• [Given records]
○ ○ ○
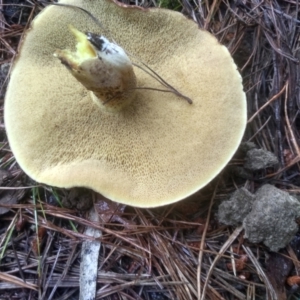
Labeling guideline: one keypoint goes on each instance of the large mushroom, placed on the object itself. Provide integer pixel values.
(151, 149)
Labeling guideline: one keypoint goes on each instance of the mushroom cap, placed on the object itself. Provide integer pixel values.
(156, 151)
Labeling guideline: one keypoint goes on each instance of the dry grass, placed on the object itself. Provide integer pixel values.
(178, 251)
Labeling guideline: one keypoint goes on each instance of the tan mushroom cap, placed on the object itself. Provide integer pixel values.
(156, 151)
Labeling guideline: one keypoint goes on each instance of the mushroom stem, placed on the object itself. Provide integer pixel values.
(103, 68)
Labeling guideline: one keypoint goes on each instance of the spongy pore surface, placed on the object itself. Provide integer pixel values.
(157, 150)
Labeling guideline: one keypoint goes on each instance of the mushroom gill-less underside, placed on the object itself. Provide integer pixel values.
(155, 151)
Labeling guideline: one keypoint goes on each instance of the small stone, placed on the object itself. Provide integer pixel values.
(257, 159)
(272, 218)
(245, 147)
(233, 211)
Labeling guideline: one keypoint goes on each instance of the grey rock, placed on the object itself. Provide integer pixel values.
(233, 211)
(257, 159)
(245, 147)
(272, 218)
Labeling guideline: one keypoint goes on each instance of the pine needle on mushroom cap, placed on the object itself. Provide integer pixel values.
(155, 151)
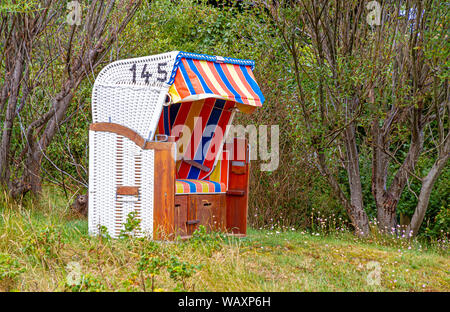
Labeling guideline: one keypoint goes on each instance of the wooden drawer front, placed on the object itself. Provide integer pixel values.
(210, 211)
(181, 214)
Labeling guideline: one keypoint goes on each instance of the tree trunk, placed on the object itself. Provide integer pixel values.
(354, 178)
(10, 115)
(425, 192)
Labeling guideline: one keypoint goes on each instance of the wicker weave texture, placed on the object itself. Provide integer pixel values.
(131, 93)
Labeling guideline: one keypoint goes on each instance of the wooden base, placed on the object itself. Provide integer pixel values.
(194, 210)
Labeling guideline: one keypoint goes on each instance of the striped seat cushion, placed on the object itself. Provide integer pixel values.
(207, 121)
(190, 186)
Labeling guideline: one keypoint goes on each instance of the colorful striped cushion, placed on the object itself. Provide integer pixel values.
(200, 116)
(190, 186)
(198, 79)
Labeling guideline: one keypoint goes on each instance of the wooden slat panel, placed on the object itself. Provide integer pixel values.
(237, 196)
(164, 194)
(181, 214)
(130, 134)
(127, 190)
(211, 211)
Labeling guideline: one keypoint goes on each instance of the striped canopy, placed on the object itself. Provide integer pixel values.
(197, 76)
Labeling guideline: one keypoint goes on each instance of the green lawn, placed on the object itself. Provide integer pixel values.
(41, 249)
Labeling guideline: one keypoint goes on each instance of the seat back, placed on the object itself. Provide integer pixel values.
(199, 128)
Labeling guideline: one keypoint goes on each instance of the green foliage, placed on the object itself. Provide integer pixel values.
(87, 283)
(180, 271)
(10, 269)
(131, 225)
(44, 245)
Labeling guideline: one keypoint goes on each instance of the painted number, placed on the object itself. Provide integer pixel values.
(162, 71)
(145, 74)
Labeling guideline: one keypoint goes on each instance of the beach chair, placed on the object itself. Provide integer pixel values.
(158, 145)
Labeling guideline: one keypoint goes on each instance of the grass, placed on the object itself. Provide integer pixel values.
(43, 247)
○ ○ ○
• [Do this] Rewrite all of the data above, putting "Annotation rule" wherever "Labeling guideline" appears and keeping everything else the same. Leave the pictures out.

• [Solution for this exercise]
Annotation rule: one keypoint goes on each instance of the large mushroom, placed on the object itself. Provide integer pixel values.
(151, 149)
Annotation rule: one keypoint goes on each instance of the mushroom cap, placed on the object itself. Provide integer pixel values.
(156, 151)
Annotation rule: one keypoint goes on each instance of the dry grass, placed on the object itself. Provide integer pixel values.
(178, 251)
Annotation rule: one keypoint goes on each instance of the tan mushroom cap, placed on the object itself. Provide integer pixel values.
(156, 151)
Annotation rule: one keypoint goes on each instance of the mushroom stem, placed on the object itself. Provide integer pixel values.
(103, 68)
Annotation rule: one keypoint goes on each instance of the spongy pore surface, placed on the object itself. Provide integer pixel values.
(157, 150)
Annotation rule: one keypoint goes on each instance of the mushroom gill-less underside, placed on the object itself. Provide integer pixel values.
(155, 151)
Annotation rule: one keypoint goes on each instance of the small stone, placed on the object itself. Provide integer pixel values.
(257, 159)
(272, 218)
(245, 147)
(233, 211)
Annotation rule: one keypoint goes on each instance of the grey rock, placed on the object itself. Provide integer pixel values.
(233, 211)
(257, 159)
(245, 147)
(272, 218)
Annotation rule: one keypoint goes on each instance of the pine needle on mushroom cap, placed on the object itself. Provide integer pixel values.
(155, 151)
Annotation rule: one keypoint goes on each instance of the wooden drawer front, placed on the object itself. Provide integer pixel values.
(210, 211)
(181, 214)
Annotation rule: one keypoint goes on each instance of the tree trunk, placed on the object itself. Provide integer pixel values.
(354, 178)
(10, 115)
(425, 192)
Annotation rule: one keypoint goes on each instance of the wicker weave texture, placed on the object itself. Provide integer pixel values.
(131, 93)
Annotation rule: one keypoint goes on each instance of the wooden base, placed on the object itself. Provide integer pixel values.
(194, 210)
Annotation rule: one keypoint goes on each instance of the striped seat cushion, placed on the object itself. Provide integer pixel values.
(207, 121)
(190, 186)
Annotation rule: one keypoint goes on each instance of the colorful striped cushion, placed on the object itself. Provide integer pixel values.
(200, 116)
(190, 186)
(198, 79)
Annotation rule: one keypoint goes on each instance of the wooden slat panel, placed on the object itself. Provide integer pixel values.
(237, 196)
(164, 194)
(181, 214)
(130, 134)
(127, 190)
(211, 211)
Annotation rule: one keypoint goes on each instance of the striped canopy, placed on the object itself. Provide integer pixel values.
(197, 76)
Annotation rule: one keypoint goes on each instance of the green lawn, placed on the object itself. Provide integer pixel values.
(41, 249)
Annotation rule: one keypoint goes on each instance of the seat back, placed on the object itself. Provide integer pixel values.
(199, 128)
Annotation rule: one keypoint goes on each instance of the green foliage, placed on the object itself. Provide integer pixel values.
(87, 283)
(180, 271)
(10, 269)
(131, 225)
(44, 245)
Annotation rule: one keypoint goes on each instance of the painted number, placed on the object itself. Provide integer pixel values.
(162, 71)
(145, 74)
Annotation rule: one keypoint goes on each instance of the beach chair, placed on the object itself. Provide integer pixel values.
(158, 145)
Annotation rule: one keypoint goes on each instance of the grass, placed on the object itself. Provide integer pixel values.
(43, 247)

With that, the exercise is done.